• _TASK DETAILS_
Rewrite the passage about banks from "On the whole, banks" up to and including "fat trading profits.", putting "swelling" in place of "bulging".

• _PROVIDED PASSAGE_
---*---

Banks have had a good crisis, but that doesn’t mean they are fit to weather the next one.
On Tuesday, the Bank of England freed U.K. lenders of restrictions on shareholder payouts introduced early in the pandemic. It said the financial sector remains resilient to outcomes much more severe than their central forecast, with enough “capital and liquidity to be able to support the economy.”
This follows the bumper shareholder payouts announced last month by U.S. banks after a similar easing of the guidelines on dividends and buybacks. European regulators were slightly more cautious in their announcement earlier this month: In the eurozone, normal shareholder payouts can resume at the end of the third quarter.
On the whole, banks on both sides of the Atlantic have weathered the biggest economic dislocation in many generations without much sign of damage and even some success. Capital buffers are bulging. Loan-loss provisions booked early in the crisis have started to be reversed in the U.S., though European lenders are more cautious. Investment banks have capitalized on market ructions and reported fat trading profits.

---*---

Entries from a data collection:
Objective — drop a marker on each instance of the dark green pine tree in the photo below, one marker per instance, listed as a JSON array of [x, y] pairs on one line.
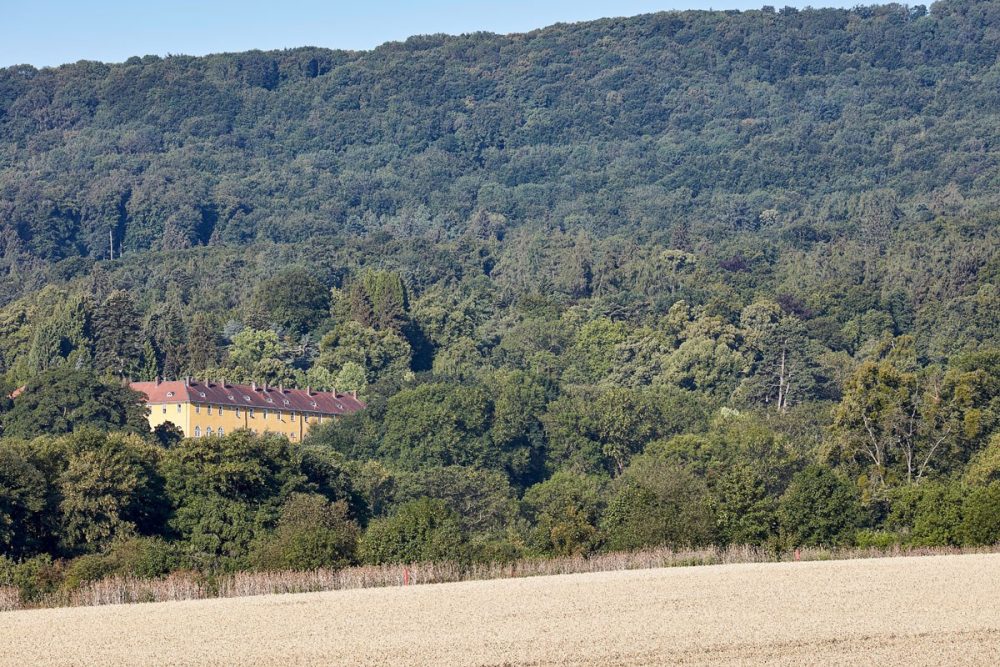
[[167, 331], [118, 335], [203, 344]]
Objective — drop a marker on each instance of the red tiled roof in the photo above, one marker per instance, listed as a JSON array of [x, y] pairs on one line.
[[259, 396]]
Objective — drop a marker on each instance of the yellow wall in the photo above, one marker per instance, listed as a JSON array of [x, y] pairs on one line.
[[191, 416]]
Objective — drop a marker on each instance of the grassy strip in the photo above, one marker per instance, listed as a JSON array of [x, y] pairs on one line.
[[192, 586]]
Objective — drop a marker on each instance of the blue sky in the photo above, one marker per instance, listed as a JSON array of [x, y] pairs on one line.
[[52, 32]]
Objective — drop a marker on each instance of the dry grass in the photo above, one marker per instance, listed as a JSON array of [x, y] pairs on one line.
[[904, 611], [191, 586]]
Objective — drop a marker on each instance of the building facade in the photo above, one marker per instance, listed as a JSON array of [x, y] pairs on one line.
[[204, 408]]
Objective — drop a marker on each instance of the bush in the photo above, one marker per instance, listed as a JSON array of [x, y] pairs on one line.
[[981, 516], [420, 530], [34, 578], [819, 508], [656, 503], [312, 533]]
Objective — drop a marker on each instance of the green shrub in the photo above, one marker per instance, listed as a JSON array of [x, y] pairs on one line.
[[420, 530]]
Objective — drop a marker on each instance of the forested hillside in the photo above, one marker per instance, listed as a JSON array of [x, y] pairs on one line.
[[682, 278]]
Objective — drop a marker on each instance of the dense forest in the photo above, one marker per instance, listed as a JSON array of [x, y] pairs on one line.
[[679, 279]]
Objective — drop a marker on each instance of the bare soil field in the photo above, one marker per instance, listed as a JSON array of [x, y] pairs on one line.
[[895, 611]]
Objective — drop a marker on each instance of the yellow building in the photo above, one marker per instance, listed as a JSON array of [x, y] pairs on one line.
[[202, 409]]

---*---

• _OUTPUT_
On the whole, banks on both sides of the Atlantic have weathered the biggest economic dislocation in many generations without much sign of damage and even some success. Capital buffers are swelling. Loan-loss provisions booked early in the crisis have started to be reversed in the U.S., though European lenders are more cautious. Investment banks have capitalized on market ructions and reported fat trading profits.